DATA PROVIDED:
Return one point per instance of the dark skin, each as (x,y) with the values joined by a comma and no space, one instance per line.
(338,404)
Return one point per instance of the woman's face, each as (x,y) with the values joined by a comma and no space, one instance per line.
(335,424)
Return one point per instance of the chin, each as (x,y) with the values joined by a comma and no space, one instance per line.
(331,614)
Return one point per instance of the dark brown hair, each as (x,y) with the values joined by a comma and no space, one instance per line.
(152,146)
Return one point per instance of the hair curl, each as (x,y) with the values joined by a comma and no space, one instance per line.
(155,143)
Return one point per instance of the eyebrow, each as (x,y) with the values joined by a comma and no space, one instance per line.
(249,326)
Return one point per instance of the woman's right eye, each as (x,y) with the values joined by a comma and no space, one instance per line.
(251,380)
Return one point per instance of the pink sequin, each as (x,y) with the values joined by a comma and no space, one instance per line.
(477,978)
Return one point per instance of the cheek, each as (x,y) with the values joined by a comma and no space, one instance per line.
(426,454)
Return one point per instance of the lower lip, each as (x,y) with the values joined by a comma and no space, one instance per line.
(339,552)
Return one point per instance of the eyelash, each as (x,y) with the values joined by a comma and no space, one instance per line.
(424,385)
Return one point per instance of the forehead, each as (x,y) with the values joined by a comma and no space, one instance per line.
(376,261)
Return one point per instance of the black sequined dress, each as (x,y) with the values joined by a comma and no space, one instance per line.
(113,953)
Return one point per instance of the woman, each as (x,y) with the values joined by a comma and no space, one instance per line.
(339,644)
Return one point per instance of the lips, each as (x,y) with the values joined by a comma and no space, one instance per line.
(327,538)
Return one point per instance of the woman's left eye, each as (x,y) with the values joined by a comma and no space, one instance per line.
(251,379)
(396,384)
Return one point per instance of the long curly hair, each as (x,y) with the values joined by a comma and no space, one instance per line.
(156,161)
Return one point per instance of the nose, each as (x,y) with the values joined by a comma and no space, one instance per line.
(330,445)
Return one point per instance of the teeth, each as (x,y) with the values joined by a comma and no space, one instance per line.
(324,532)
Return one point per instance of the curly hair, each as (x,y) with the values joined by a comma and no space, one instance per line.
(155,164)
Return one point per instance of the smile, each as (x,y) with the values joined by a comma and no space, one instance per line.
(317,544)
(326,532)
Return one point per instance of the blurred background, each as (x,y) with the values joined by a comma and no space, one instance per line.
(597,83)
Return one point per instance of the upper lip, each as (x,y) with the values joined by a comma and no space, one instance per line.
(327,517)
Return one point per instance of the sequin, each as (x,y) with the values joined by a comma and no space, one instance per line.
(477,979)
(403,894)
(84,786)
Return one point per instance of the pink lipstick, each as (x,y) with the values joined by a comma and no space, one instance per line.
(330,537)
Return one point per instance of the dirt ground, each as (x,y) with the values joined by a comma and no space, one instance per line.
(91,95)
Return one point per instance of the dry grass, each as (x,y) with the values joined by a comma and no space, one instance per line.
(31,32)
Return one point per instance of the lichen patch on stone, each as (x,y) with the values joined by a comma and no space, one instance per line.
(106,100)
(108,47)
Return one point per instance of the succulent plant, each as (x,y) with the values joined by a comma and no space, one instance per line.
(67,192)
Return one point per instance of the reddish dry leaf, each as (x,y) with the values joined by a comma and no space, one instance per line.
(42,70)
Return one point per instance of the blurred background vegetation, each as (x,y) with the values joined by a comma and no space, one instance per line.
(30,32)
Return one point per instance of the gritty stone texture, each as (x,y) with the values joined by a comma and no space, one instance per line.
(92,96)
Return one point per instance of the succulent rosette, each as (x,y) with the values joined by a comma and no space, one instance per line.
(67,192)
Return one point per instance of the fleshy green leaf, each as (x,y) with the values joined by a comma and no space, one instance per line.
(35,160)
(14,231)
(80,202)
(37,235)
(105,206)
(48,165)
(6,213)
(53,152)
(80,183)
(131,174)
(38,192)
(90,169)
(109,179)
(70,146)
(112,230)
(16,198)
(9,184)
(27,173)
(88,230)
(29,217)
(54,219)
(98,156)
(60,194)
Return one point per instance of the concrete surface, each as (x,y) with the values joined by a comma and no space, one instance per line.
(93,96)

WORK ORDER:
Take the entries above and repeat them. Alter nothing.

ANSWER TO THIS PROBLEM:
Return one point per instance of the dark skin, each as (x,y) with the values joined by a comma and no space, one instance per line.
(338,404)
Return one point per instance of the woman's face, each as (x,y) with the values joined by a comma and no space, one instance per line.
(335,424)
Return one point per instance of the chin, each as (x,y) with the values joined by a comma and no space, one instance per line.
(331,614)
Return one point per instance of the dark brown hair, each as (x,y) with the values joined by a comma and no space, one instance per line.
(152,146)
Return one point per instance of the hair curl, each as (x,y) with the values joined by a comma and no space, one instance per line.
(155,143)
Return one point per instance of the eyebrow, each as (x,y) with the values joined by a comma and no space, one instance per line.
(249,326)
Return one point per instance of the woman's right eye, each as (x,y) with the values joined by a comma and no space, one instance per line.
(251,380)
Return one point per instance of the pink sequin, each as (x,y) with the values joined by a comma and no space, one instance per line.
(477,978)
Return one point per instance of the cheek, each as (x,y) with the values joined by a comma and no space, one instance per line.
(426,454)
Return one point per instance of the lower lip, each as (x,y) with the values joined by a comma and no space, one instance per line.
(339,552)
Return one point per instance of the eyelash, each as (x,y) with the values joined by a comma and no space, one instance per line.
(424,385)
Return one point per instance of the forehead, each as (x,y) with the values joined by a comma and no space, one instance per line.
(376,261)
Return one point per instance of the black sequined dress, each as (x,y) with the values joined by a comma and no space, one instance per line.
(113,953)
Return one point per instance of the woman, each as (x,y) with the values joined by a comma and no space, one instance per line.
(339,644)
Return one point per instance of the lips, each as (x,y) with the values joined by a comma and no space, one instance per line.
(327,538)
Return one point per instance of the woman's left eye, each as (x,y) with the values joined by a comma and no space, one instance per line.
(251,379)
(396,384)
Return one point per instance of the long curly hair, each as (x,y) with the values joined by a comma and no space, one instance per line.
(156,161)
Return one point per instance of the nose, each as (x,y) with the values joined by a comma and no space, one instance per line.
(330,445)
Return one point per instance of the teeth, each as (x,y) with the values joined by a comma and no space, one instance per line.
(324,532)
Return one point per instance of the curly hair, each as (x,y) with the values joined by a comma and no space, one instance per line.
(155,164)
Return one point per instance of the smile, each as (x,y) with the values joined by a comma and no space, one instance per line.
(317,544)
(326,532)
Return one point per instance of the blurred background, each as (x,y) with the values joined by a comma and no space, one instance per line.
(597,83)
Return one point per instance of the upper lip, each as (x,y) with the values joined by a comma and no space, one instance per line.
(327,517)
Return one point per instance of the sequin, each as (x,y) with the values joined by a comma and no space, one instance per line.
(477,979)
(403,894)
(84,786)
Return one point per instance of the pink lipstick, each as (x,y) with the values joined by a comma and no space, one instance per line.
(330,537)
Return one point per instance of the dirt ground, each as (x,y) with the values joined by a comma and no space, one instance per line.
(91,95)
Return one point per instance of the dry grass, each as (x,y) with the values joined by a comma and no space, one instance per line.
(31,32)
Return one point per instance of the lichen patch on stone, each as (x,y) with the values joined by a comma and no space, one instance per line.
(106,100)
(108,47)
Return one point per instance of the succulent plant, each as (x,y) with the values joined by a comma and no space, one instance per line.
(67,192)
Return one point per instance of the reddish dry leaf, each as (x,y) with the values joined by a comma and no space, one instance per line.
(42,70)
Return one point per instance of the blurred background vegetation, each as (x,y) with the values joined by a comma and no space, one instance per line.
(30,32)
Return one point per instance of the gritty stone texture, each as (x,y) with the values joined by a comma and no space, one instance per line.
(92,96)
Return one point per instance of the succulent rosette, each as (x,y) with the values joined by a comma and no space, one instance per line.
(67,192)
Return one point per instance of the fleshy green leaf, each as (x,y) with the values joined by a comma and no space, one instance per line.
(35,160)
(14,231)
(80,202)
(37,235)
(105,206)
(48,165)
(6,213)
(53,152)
(80,183)
(131,174)
(38,192)
(90,169)
(109,179)
(70,146)
(112,230)
(16,198)
(9,184)
(27,173)
(88,230)
(29,217)
(54,219)
(98,156)
(60,194)
Return one point per instance of the concrete surface, each as (x,y) with the values joined by a comma and no space, one instance per line.
(93,96)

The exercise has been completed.